### Source material
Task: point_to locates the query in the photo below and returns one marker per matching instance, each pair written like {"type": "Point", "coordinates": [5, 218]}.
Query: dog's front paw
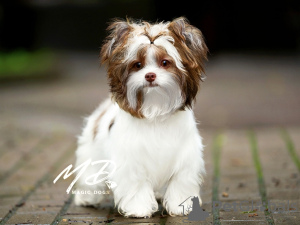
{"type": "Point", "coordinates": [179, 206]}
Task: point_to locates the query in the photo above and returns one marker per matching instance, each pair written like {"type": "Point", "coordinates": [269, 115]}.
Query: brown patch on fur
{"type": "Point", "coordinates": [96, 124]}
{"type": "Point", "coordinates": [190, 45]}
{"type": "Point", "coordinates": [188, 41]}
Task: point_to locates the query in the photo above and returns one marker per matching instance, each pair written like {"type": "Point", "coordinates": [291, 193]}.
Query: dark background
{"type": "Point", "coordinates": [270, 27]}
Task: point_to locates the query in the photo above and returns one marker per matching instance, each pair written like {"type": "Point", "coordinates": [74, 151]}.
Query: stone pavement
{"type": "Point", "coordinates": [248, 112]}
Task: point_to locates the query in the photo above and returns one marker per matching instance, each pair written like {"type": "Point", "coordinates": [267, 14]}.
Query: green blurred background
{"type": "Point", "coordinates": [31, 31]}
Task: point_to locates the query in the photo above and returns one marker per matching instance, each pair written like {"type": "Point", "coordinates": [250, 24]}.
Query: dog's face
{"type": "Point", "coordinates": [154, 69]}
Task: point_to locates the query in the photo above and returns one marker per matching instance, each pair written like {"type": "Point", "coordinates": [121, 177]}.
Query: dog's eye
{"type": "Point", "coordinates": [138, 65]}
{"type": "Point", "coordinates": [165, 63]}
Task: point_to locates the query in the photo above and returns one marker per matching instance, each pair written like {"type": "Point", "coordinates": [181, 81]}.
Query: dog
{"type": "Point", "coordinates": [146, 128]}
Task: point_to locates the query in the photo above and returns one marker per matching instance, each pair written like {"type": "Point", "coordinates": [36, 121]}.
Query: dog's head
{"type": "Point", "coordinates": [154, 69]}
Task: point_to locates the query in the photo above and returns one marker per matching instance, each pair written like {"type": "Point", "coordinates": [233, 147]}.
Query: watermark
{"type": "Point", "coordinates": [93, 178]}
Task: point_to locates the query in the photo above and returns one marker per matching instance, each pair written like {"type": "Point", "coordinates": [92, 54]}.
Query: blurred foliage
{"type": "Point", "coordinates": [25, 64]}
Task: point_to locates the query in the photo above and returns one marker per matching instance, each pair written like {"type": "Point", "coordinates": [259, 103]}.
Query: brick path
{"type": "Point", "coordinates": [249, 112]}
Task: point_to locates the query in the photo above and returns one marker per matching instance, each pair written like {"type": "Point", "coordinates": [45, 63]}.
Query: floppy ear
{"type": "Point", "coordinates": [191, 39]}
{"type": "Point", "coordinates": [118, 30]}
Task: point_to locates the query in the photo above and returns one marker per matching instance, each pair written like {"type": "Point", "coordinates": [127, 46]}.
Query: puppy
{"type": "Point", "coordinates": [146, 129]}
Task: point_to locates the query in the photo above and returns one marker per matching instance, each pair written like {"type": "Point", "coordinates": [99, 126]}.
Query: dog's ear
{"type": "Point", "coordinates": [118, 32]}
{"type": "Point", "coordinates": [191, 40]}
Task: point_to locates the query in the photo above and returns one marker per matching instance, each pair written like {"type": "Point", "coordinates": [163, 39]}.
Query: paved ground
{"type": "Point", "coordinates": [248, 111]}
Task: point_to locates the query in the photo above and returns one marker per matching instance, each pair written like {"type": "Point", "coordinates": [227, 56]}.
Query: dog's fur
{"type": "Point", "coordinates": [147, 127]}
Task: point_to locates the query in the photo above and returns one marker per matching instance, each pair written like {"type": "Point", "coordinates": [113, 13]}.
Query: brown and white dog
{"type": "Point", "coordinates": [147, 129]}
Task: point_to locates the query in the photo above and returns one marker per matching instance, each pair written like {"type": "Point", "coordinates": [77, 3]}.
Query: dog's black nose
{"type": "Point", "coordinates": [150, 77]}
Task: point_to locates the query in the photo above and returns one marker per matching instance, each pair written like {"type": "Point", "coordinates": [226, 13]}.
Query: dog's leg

### Aim of the exercise
Using the records above, retype everything exactly except the pictures.

### Completed exercise
Task: point_to locates the query in the photo below and returns one marker per matching instance, each pair written like {"type": "Point", "coordinates": [5, 218]}.
Query: dog's front paw
{"type": "Point", "coordinates": [179, 206]}
Task: point_to locates the query in the photo above and returns one marker per matching instance, each pair written like {"type": "Point", "coordinates": [269, 115]}.
Query: brown patch on fur
{"type": "Point", "coordinates": [96, 124]}
{"type": "Point", "coordinates": [190, 45]}
{"type": "Point", "coordinates": [188, 41]}
Task: point_to locates the query in the photo above and returns one marker per matching instance, each pair written like {"type": "Point", "coordinates": [291, 193]}.
Query: dark background
{"type": "Point", "coordinates": [270, 27]}
Task: point_to locates the query in the photo above and returns one marker per matching instance, each pair written like {"type": "Point", "coordinates": [74, 151]}.
Query: stone pavement
{"type": "Point", "coordinates": [248, 112]}
Task: point_to locates the query in the photo above and returns one marker per matching instance, each pair written like {"type": "Point", "coordinates": [267, 14]}.
Query: green blurred background
{"type": "Point", "coordinates": [31, 31]}
Task: point_to locates the query in the photo above and returns one marker per matching instance, each pair written like {"type": "Point", "coordinates": [250, 24]}.
Query: dog's face
{"type": "Point", "coordinates": [154, 69]}
Task: point_to locates the query in the photo above and returns one marker per matching instance, each pair written like {"type": "Point", "coordinates": [121, 177]}.
Query: dog's eye
{"type": "Point", "coordinates": [138, 65]}
{"type": "Point", "coordinates": [165, 63]}
Task: point_to locates the query in the photo above and returns one marker per matching instance, each pair written like {"type": "Point", "coordinates": [181, 81]}.
Query: dog
{"type": "Point", "coordinates": [146, 128]}
Task: point_to locates the query in the photo above and returns one marker per matching instance, each pair written like {"type": "Point", "coordinates": [36, 121]}.
Query: dog's head
{"type": "Point", "coordinates": [154, 69]}
Task: point_to locates the query in the photo above and returns one marker per matching instance, each pair written like {"type": "Point", "coordinates": [233, 147]}.
Query: watermark
{"type": "Point", "coordinates": [93, 178]}
Task: point_to locates the query in the photo above and returns one marker per matching instance, each pair written like {"type": "Point", "coordinates": [92, 54]}.
Query: blurred foliage
{"type": "Point", "coordinates": [25, 64]}
Task: point_to locates the query in the photo above and returns one marker per matching instance, each pair written like {"type": "Point", "coordinates": [259, 103]}.
Query: brick path
{"type": "Point", "coordinates": [249, 112]}
Task: point_to locates the query in the photo above and returns one marker per matching instance, each pair written like {"type": "Point", "coordinates": [45, 63]}.
Query: floppy ear
{"type": "Point", "coordinates": [191, 39]}
{"type": "Point", "coordinates": [118, 30]}
Task: point_to locates the query in the photo above and returns one marker per matching instance, each pair written like {"type": "Point", "coordinates": [127, 46]}.
Query: puppy
{"type": "Point", "coordinates": [146, 129]}
Task: point_to locates the query in the photo above and returns one marker per matching instance, each pair written like {"type": "Point", "coordinates": [99, 126]}.
Query: dog's ear
{"type": "Point", "coordinates": [118, 32]}
{"type": "Point", "coordinates": [191, 40]}
Task: point_to locates the query in the photo above and returns one marker per matching instance, each pair written like {"type": "Point", "coordinates": [163, 39]}.
Query: paved ground
{"type": "Point", "coordinates": [248, 111]}
Task: point_to locates the query in the photo above and returns one marker per matching instance, each pair written like {"type": "Point", "coordinates": [227, 56]}.
Query: dog's fur
{"type": "Point", "coordinates": [147, 127]}
Task: point_to locates the query in the photo above and returns one marker per matching instance, each pair written like {"type": "Point", "coordinates": [113, 13]}.
Query: brown and white dog
{"type": "Point", "coordinates": [147, 129]}
Task: point_to locates the query in the photo above and returns one marker per matching instance, each pair written like {"type": "Point", "coordinates": [77, 3]}.
Query: dog's black nose
{"type": "Point", "coordinates": [150, 77]}
Task: point_to locates the query in the photo above and returns one marker per matching instance, each pair written like {"type": "Point", "coordinates": [226, 13]}.
Query: dog's leg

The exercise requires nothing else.